The annual inventory report [PDF] of New Zealand's greenhouse gas emissions has been released, showing a slight decrease in emissions:
This year the government has also released an interactive emissions tracker, where you can poke around in all the data since 1990, and explore long-term trends. And the standout trend is that gross emissions have been more or less static since 2007, or maybe 2003, depending on what you think of the 2005-6 peak (net emissions bounce around a lot more, depending on deforestation rates, which shows the huge difference planting trees and not cutting them down can make). This is kindof good news - at least we're not getting any worse - but we need emissions to actually decrease. And instead they're just stubbornly sticking there at ~80 million tons.
* * * * * * * * *
-- Task list --
1 – Copy the part of the post on New Zealand's emissions from "The annual inventory" to "at ~80 million tons.".
2 – Carry the post on New Zealand's greenhouse gas emissions forward from its last sentence.
The entries that follow have nothing to do with the post on New Zealand's emissions.
* * * * * * * * *
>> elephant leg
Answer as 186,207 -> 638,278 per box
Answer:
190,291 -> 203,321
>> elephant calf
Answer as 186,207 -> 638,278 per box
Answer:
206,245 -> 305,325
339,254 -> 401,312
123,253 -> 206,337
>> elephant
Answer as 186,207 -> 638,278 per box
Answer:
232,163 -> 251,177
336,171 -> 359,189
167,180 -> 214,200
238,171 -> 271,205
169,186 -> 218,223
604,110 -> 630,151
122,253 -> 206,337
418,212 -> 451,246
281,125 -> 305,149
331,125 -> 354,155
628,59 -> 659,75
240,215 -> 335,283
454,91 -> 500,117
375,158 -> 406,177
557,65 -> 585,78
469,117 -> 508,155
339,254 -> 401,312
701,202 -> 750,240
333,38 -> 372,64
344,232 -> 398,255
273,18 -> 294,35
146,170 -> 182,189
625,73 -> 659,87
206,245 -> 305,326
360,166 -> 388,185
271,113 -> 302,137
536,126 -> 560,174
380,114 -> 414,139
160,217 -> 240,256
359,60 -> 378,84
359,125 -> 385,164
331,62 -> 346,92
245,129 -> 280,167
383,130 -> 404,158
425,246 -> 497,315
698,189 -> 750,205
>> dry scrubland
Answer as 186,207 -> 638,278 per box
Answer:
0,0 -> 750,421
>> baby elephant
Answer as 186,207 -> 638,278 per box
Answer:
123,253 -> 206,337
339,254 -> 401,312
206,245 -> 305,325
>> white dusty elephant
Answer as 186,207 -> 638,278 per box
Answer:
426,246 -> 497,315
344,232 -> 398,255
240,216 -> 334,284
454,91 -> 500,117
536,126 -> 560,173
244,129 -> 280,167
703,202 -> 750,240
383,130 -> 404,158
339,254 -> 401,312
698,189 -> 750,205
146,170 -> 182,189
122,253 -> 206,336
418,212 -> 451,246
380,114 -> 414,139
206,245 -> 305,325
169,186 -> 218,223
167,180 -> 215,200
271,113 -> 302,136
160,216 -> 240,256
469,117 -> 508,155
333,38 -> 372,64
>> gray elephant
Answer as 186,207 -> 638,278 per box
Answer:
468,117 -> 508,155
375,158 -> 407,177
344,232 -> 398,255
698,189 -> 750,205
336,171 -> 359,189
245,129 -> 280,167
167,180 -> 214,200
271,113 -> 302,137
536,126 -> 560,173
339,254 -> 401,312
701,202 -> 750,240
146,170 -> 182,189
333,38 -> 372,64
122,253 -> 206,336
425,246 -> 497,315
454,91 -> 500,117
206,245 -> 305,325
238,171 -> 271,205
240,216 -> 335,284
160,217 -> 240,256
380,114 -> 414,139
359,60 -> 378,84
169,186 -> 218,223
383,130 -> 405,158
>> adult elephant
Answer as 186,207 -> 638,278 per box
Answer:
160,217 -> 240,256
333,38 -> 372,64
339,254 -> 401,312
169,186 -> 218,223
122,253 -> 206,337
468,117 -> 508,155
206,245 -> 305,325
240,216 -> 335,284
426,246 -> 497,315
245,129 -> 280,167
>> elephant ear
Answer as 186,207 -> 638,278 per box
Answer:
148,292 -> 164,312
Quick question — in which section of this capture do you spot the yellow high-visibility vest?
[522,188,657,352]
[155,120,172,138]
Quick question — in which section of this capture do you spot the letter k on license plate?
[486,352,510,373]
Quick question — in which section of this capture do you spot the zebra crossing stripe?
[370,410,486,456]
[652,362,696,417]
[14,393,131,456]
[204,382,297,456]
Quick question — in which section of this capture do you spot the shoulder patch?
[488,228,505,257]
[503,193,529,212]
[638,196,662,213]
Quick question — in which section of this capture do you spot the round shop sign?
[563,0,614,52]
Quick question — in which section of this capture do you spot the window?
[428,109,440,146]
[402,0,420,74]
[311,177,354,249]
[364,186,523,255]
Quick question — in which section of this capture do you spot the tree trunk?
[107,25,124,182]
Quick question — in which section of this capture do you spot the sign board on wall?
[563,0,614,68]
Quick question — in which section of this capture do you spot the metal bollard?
* * * * * * * * *
-- Answers to each task --
1 –
The annual inventory report [PDF] of New Zealand's greenhouse gas emissions has been released, showing a slight decrease in emissions:
This year the government has also released an interactive emissions tracker, where you can poke around in all the data since 1990, and explore long-term trends. And the standout trend is that gross emissions have been more or less static since 2007, or maybe 2003, depending on what you think of the 2005-6 peak (net emissions bounce around a lot more, depending on deforestation rates, which shows the huge difference planting trees and not cutting them down can make). This is kindof good news - at least we're not getting any worse - but we need emissions to actually decrease. And instead they're just stubbornly sticking there at ~80 million tons.

2 –
Which I guess shows you that current policy - an ETS loaded with free allocations and pollution subsidies, rigged to keep carbon prices low, and which excludes our most polluting sector, simply isn't working. If we want to reduce emissions and meet our targets, we need to do more. Removing those obvious problems from the ETS is part of that, but really we need the government to come up with direct decarbonisation plans, including targets and deadlines, for each sector: plans to eliminate fossil fuel transport, fossil fuel energy, fossil fuel extraction (which causes 1.7 million tons a year of fugitive emissions), and mandatory offsets and herd reduction for livestock emissions. They're groping at the beginnings of this, with the renewables targets and reports on decarbonising industrial heat, but they need to go harder and faster, and target agriculture's sacred cows.
(Note that there is a two-year lag in emissions reporting, so this data is for 2018. We won't see the full impact of the pandemic on emissions until the report released in 2022).